→ Work instruction:
Here are the records. Write out exactly the lines between the one holding "Practice. Point out each instance of the truck rear" and the one holding "Practice. Point out each instance of the white pickup", inclusive.

══ Data extracts

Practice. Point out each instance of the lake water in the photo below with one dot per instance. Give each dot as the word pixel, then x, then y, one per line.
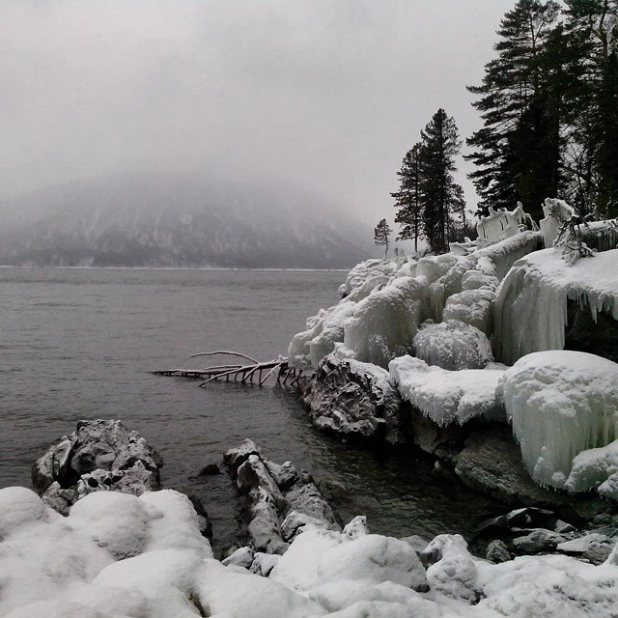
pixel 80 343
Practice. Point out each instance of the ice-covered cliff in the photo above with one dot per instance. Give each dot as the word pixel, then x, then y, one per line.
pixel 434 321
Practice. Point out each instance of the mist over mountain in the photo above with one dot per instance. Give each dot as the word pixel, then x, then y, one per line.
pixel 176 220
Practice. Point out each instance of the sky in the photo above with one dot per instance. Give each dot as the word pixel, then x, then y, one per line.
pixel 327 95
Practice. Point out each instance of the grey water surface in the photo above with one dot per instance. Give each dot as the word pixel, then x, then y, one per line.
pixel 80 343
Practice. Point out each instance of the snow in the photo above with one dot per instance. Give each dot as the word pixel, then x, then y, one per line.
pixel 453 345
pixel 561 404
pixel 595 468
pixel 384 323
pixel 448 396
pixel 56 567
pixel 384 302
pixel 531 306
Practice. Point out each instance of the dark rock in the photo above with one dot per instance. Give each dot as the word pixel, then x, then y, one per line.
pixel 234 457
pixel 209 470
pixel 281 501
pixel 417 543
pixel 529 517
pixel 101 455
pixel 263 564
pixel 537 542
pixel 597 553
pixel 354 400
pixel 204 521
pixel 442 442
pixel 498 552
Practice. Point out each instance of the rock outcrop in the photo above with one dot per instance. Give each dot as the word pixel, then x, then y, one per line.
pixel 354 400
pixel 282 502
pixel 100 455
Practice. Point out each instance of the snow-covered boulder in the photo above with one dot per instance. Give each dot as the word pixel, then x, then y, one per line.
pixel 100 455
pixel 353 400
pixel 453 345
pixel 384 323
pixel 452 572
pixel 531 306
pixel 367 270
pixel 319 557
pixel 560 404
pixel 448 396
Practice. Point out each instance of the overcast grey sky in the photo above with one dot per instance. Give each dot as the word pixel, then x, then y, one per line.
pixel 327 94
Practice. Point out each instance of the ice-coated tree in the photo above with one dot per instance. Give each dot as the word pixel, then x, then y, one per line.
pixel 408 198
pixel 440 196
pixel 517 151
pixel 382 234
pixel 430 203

════
══ Data extracts

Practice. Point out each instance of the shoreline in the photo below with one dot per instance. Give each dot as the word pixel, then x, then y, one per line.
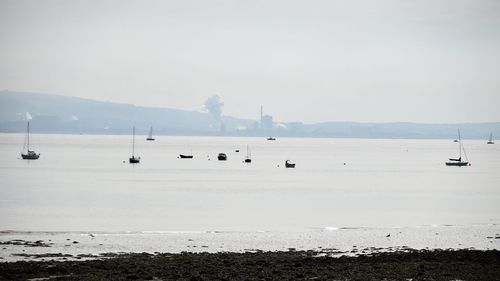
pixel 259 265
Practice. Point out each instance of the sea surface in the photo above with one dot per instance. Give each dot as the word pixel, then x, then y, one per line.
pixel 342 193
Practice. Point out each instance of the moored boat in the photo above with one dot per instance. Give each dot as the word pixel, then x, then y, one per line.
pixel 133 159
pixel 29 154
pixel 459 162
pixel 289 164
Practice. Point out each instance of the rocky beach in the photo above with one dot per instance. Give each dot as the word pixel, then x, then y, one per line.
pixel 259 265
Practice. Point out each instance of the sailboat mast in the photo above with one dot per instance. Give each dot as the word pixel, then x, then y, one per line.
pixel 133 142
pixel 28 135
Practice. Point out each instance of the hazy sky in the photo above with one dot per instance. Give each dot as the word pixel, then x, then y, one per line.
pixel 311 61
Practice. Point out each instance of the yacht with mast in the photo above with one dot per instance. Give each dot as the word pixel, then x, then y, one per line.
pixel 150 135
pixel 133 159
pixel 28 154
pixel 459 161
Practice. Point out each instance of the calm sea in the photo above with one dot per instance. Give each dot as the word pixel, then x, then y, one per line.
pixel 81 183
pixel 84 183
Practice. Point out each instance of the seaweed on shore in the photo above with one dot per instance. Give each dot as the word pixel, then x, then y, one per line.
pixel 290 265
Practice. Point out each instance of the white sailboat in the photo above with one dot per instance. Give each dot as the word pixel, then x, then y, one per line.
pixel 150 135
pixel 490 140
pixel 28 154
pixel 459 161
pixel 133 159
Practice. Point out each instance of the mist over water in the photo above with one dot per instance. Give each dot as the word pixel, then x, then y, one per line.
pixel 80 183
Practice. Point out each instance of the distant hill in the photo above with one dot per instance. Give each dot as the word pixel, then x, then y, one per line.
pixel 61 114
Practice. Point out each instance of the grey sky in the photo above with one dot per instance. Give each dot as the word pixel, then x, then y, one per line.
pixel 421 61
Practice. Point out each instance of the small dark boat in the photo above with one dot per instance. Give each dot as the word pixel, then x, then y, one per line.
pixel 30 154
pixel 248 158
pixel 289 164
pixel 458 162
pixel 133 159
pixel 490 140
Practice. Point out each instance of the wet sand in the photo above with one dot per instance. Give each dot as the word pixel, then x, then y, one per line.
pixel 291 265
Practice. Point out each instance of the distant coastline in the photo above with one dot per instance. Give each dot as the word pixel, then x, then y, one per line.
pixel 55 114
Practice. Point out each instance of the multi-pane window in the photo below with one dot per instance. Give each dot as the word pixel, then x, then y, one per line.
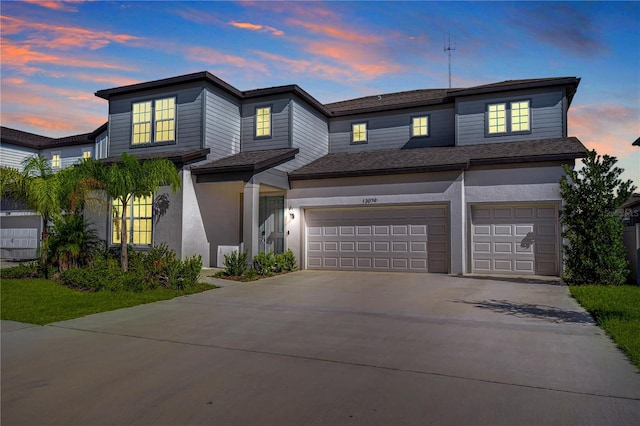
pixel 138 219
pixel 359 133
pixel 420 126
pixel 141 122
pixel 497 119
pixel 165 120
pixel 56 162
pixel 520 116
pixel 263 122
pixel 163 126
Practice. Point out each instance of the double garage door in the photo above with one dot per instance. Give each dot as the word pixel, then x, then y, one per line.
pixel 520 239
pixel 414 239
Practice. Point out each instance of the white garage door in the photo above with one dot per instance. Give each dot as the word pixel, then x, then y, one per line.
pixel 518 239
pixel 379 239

════
══ Data extracts

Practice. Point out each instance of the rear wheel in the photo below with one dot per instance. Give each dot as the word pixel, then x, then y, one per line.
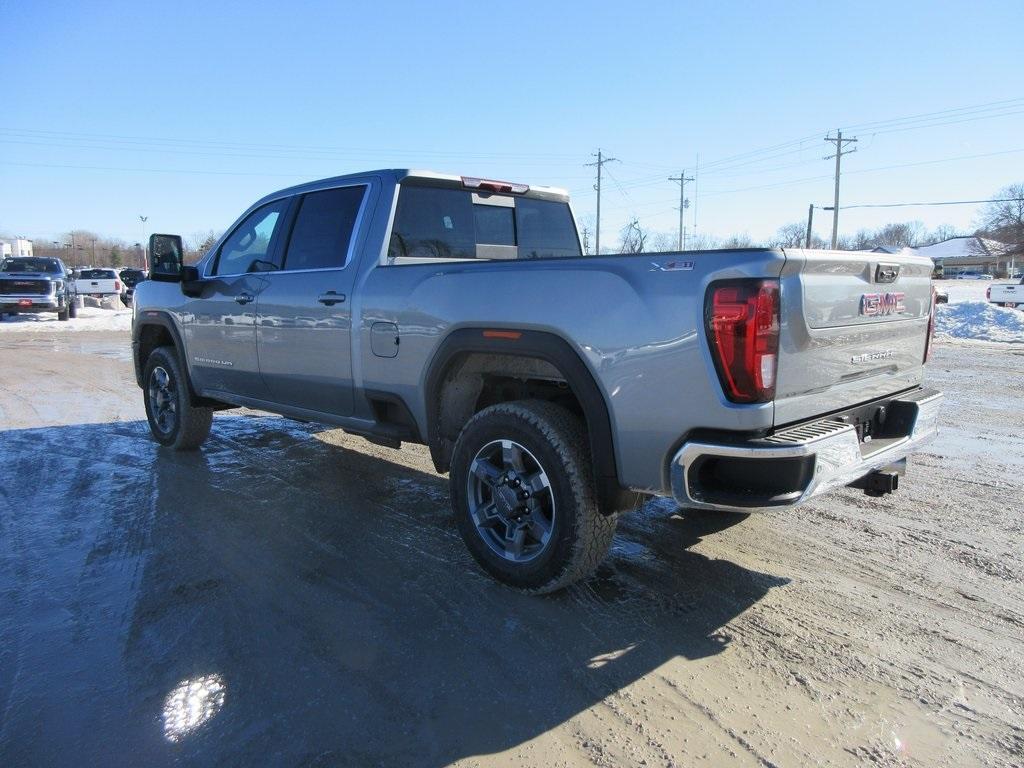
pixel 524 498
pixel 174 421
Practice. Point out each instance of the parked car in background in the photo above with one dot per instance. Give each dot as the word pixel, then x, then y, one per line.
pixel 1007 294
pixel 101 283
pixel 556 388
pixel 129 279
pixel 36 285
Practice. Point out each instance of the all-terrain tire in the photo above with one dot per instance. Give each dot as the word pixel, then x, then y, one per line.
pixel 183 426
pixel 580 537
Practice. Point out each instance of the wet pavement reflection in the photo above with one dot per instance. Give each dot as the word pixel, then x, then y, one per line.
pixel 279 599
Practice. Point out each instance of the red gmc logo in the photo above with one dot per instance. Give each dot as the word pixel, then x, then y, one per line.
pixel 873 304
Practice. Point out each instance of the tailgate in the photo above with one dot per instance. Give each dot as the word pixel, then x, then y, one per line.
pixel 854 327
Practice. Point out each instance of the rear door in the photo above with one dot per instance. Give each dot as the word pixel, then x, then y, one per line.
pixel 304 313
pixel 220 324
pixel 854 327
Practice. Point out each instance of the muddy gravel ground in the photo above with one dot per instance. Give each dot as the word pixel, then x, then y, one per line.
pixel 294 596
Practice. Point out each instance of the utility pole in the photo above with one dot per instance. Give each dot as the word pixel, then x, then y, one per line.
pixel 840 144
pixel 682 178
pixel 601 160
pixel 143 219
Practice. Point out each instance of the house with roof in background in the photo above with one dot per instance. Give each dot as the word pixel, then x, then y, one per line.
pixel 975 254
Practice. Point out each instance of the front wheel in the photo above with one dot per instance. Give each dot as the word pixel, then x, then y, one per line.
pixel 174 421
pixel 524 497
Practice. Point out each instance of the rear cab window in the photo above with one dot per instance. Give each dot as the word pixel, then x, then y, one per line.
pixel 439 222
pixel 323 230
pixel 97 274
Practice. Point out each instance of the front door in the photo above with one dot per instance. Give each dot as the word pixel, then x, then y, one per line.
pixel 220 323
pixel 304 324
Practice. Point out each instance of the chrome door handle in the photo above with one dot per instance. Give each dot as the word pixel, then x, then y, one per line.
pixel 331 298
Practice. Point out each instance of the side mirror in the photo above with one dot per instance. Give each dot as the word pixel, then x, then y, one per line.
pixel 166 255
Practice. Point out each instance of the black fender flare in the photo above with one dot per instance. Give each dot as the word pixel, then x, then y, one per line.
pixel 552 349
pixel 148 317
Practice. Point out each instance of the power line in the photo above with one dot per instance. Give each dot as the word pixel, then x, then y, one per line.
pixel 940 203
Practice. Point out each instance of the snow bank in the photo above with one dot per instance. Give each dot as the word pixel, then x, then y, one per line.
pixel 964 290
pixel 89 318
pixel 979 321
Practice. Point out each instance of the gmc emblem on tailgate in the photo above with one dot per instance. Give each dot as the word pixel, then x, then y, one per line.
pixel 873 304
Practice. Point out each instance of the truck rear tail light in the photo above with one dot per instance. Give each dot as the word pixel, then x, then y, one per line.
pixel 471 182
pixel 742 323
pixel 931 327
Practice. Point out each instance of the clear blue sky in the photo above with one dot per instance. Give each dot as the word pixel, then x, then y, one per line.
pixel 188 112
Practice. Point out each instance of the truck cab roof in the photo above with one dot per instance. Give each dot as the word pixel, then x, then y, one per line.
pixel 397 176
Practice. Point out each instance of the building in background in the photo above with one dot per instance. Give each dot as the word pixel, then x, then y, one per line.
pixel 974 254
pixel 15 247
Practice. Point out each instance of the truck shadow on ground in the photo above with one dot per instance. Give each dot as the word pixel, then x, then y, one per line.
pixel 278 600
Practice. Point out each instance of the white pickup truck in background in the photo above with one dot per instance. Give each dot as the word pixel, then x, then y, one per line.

════

→ Answer to this task:
Practice. Point out each instance of the truck rear tail light in the photo above with one dot per instance. Give each dot as the word pixel, then x, then y, one per line.
pixel 471 182
pixel 742 323
pixel 931 327
Practice. Point out each instance of the clear blue sky in the photo above with one dot per instance. Give each dot as the word pixel, then x, then y, one per line.
pixel 188 112
Practice. Point out each instance of the truck cab roof in the photo above with one dot per instance. Give each dot as the word pixel, then x, then y, one per line.
pixel 397 176
Practice. Point out each instance of the building in background in the photo above with one dot per instance. Give each dot as the word pixel, then x, then y, one per line.
pixel 974 254
pixel 15 247
Practice. Point out each instance of the truck shadow on ground in the photo above with one dot per instance. Give each dot as the word pixel, then x, then y, one per line.
pixel 278 600
Practice. Point out each instance of the white pickup truck in background in the photo above with one dot per instance. Give each dot as the word pixel, then x, then y, one per line.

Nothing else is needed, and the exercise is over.